TASK OBJECTIVE: All of the data below should be written out exactly.

LISTED ENTRIES:
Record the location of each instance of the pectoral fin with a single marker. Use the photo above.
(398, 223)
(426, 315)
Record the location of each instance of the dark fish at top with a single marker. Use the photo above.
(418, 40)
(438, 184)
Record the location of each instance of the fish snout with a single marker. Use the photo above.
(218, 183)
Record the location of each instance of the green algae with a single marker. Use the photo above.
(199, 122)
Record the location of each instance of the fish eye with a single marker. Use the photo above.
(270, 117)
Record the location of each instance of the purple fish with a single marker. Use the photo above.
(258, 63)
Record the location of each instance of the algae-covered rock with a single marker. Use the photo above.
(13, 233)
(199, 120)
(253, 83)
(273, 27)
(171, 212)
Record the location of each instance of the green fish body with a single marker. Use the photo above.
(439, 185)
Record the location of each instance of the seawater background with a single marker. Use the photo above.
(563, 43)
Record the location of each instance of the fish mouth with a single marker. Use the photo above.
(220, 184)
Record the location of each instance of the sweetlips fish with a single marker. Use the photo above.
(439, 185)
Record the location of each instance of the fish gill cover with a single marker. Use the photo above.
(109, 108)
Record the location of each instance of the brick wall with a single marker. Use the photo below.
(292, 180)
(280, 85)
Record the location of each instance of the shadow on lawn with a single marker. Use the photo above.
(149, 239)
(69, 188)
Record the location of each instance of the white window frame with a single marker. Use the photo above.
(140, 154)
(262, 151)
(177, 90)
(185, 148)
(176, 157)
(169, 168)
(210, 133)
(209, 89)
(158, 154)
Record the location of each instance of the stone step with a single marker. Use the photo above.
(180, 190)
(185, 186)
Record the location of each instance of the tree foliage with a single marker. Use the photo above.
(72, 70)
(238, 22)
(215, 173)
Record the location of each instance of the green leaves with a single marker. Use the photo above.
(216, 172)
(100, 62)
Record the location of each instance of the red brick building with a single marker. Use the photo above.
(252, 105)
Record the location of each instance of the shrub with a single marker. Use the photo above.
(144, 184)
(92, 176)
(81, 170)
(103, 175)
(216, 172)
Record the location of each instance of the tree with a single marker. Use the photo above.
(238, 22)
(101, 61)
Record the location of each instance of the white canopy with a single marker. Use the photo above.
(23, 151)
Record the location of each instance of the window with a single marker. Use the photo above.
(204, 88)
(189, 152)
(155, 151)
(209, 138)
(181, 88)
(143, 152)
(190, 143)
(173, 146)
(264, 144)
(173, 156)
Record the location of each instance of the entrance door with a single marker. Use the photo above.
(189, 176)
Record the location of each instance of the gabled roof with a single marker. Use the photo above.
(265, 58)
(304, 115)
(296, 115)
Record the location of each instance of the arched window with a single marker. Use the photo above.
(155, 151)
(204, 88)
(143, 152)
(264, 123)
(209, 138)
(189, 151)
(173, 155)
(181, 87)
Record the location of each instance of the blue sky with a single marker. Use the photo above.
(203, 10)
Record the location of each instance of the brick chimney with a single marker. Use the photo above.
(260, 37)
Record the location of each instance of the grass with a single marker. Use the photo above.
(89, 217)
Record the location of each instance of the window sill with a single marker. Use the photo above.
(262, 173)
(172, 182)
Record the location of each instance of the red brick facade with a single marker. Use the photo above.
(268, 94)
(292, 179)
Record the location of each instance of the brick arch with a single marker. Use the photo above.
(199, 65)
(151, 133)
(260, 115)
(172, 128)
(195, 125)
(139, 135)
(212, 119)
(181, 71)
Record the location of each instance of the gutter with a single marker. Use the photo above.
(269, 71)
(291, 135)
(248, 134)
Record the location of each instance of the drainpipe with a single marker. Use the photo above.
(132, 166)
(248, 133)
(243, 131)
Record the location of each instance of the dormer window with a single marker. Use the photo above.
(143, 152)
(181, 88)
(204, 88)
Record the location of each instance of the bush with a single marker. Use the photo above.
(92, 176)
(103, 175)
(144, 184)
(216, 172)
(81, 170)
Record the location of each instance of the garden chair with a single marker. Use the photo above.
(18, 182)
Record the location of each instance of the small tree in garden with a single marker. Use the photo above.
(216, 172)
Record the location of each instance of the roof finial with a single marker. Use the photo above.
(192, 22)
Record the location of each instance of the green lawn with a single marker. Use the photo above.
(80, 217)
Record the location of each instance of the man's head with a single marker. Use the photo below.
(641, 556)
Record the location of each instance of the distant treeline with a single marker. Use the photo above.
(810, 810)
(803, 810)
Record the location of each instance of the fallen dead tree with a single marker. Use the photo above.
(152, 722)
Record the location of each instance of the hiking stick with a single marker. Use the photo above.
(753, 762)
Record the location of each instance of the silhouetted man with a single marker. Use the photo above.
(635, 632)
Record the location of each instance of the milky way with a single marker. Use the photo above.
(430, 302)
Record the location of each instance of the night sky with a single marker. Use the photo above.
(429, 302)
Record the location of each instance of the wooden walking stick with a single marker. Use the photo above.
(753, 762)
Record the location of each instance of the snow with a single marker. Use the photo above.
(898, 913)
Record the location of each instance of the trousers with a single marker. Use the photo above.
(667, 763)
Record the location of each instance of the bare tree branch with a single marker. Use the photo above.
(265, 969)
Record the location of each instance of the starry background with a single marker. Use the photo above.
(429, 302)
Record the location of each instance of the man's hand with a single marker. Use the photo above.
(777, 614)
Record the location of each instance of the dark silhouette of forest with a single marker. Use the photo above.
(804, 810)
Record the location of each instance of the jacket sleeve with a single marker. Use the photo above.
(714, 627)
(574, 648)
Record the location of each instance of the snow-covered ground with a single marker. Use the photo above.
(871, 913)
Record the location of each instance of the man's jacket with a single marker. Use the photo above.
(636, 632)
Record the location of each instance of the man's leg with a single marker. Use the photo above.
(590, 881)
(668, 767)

SOLUTION TO THIS PROBLEM:
Record the location of each instance of the pectoral fin with a single marker. Use the photo above.
(398, 223)
(426, 315)
Record the location of each instance of the dark fish at top with a single marker. Use the photo above.
(418, 40)
(438, 184)
Record the location of each instance of the fish snout with a single marker. Use the photo above.
(218, 183)
Record the location of each instance of the green algae with a single marker. Use the photo above.
(199, 122)
Record the location of each instance of the fish eye with a single marker. Use the photo above.
(270, 117)
Record the location of each instance of the purple fish with a single marker. Use the photo above.
(258, 63)
Record the location of each instance of the algae-covered rock with a single marker. Use the photo above.
(13, 233)
(199, 120)
(253, 83)
(273, 27)
(171, 212)
Record the location of each instance of the green fish body with a single marker. Use the photo above.
(439, 185)
Record the location of each instance of the seawater background with a single marker. Use the photo above.
(563, 43)
Record the location of each instance of the fish mouth with a single marker. Use the photo above.
(220, 184)
Record the location of each instance of the sweetlips fish with a single marker. Use the photo above.
(439, 185)
Record the location of each instance of the fish gill cover with a single marker. Use the photo above.
(109, 108)
Record the location of each instance of the brick wall with a single marker. Use the photo below.
(292, 180)
(280, 85)
Record the location of each instance of the shadow on lawn with a single marker. Use the photo above.
(149, 239)
(69, 188)
Record the location of each instance of the white window frame with a single marker. Use the photo above.
(140, 154)
(262, 151)
(177, 90)
(185, 148)
(176, 157)
(169, 168)
(210, 133)
(209, 89)
(158, 154)
Record the location of each instance of the stone step with a single marker. Use the photo above.
(180, 190)
(185, 186)
Record the location of each instance of the tree foliage with a single marker. Use the photo above.
(72, 70)
(238, 22)
(215, 173)
Record the location of each instance of the green leaves with a single marker. Use the photo above.
(216, 172)
(100, 62)
Record the location of each instance of the red brick building with a single marker. Use the photo above.
(252, 105)
Record the location of each instance of the shrub with a single marker. Use the photo above.
(144, 184)
(92, 176)
(81, 170)
(103, 175)
(216, 172)
Record the location of each instance of the tree with a single marker. Use the photo above.
(238, 22)
(101, 61)
Record the location of each instance of the white canopy with a single marker. Use the photo above.
(23, 151)
Record the location of each instance of the window with a single marker. Use the photo above.
(204, 88)
(189, 152)
(155, 151)
(209, 138)
(181, 88)
(143, 152)
(190, 143)
(173, 146)
(264, 144)
(173, 156)
Record the location of each instance of the entrance door with a single marker. Use the photo above.
(189, 176)
Record the location of each instance of the gabled roof with a single marker. Use the photo above.
(265, 58)
(304, 115)
(296, 115)
Record the location of each instance of the arched window with a single marker. Use the photo above.
(155, 151)
(204, 88)
(143, 152)
(264, 123)
(209, 138)
(189, 151)
(173, 155)
(181, 87)
Record the location of each instance of the blue sky with a single marker. Use the photo above.
(203, 10)
Record the location of each instance of the brick chimney with a single marker. Use the photo above.
(260, 37)
Record the location of each instance of the grass with a single marker. Use the photo above.
(89, 217)
Record the location of each instance of the window sill with a single marker. Use the photo above.
(262, 173)
(172, 182)
Record the location of each instance of the red brick facade with a single marker. Use the photo above.
(268, 94)
(292, 179)
Record the location of each instance of the brick arch with a single marker. Use the photo above.
(199, 65)
(151, 133)
(260, 115)
(172, 128)
(195, 125)
(139, 135)
(212, 119)
(181, 71)
Record the location of each instance of the gutter with a single marker. Use the photo above.
(269, 71)
(291, 135)
(248, 134)
Record the location of each instance of the drainpipe with a single marker. Use the photo above.
(132, 166)
(248, 133)
(243, 131)
Record the location of each instance of the dormer window with a single marker. Use the photo above.
(143, 152)
(181, 88)
(204, 88)
Record the location of each instance of the bush with a single marker. Use the photo above.
(92, 176)
(103, 175)
(144, 184)
(216, 172)
(81, 170)
Record the location of each instance of the garden chair with a single marker. Use the photo above.
(18, 182)
Record the location of each instance of the small tree in garden with a single marker. Use the photo above.
(216, 172)
Record the location of each instance of the roof finial with a single marker. Use the photo above.
(192, 22)
Record the location of each instance of the green lawn with a single marker. Use the photo above.
(80, 217)
Record the location of each instance of the man's head with a single marker. Use the photo below.
(641, 556)
Record the location of each instance of the distant treeline with a single marker. Use the photo above.
(810, 810)
(803, 810)
Record the location of each instance of the fallen dead tree with a single marker. Use the photo above.
(152, 722)
Record the location of each instance of the hiking stick with a single marker. Use the photo above.
(753, 762)
Record the location of each instance of the silhouetted man with a single marker. Use the photo above.
(635, 632)
Record the location of each instance of the milky way with a single marker. Use the photo above.
(430, 302)
Record the location of each instance of the night sky with a single marker. Use the photo above.
(429, 302)
Record the location of each instance of the wooden walking stick with a single marker. Use the photo above.
(753, 762)
Record the location of each instance of the snow with a single marker. Use the photo above.
(898, 913)
Record the location of each instance of the trousers with a single marker. Use the photo above.
(667, 763)
Record the location of each instance of the bare tree branch with a single marker. Use the photo above.
(265, 969)
Record the location of each instance of the starry background with a single marker. Use the photo above.
(429, 302)
Record the location of each instance of the man's hand with a single marker. Use the photo above.
(777, 614)
Record the location of each instance of the dark silhouette of forest with a single marker. Use the photo above.
(804, 810)
Record the location of each instance of the jacket sleeve with a single marker. Use the photo above.
(714, 627)
(574, 648)
Record the location of each instance of the snow-covered ground with a single marker. Use the photo above.
(871, 913)
Record the location of each instance of the man's jacket with a single marker. Use the photo above.
(636, 632)
Record the location of each instance of the man's leg with a single marker. Use the photo above.
(590, 881)
(668, 767)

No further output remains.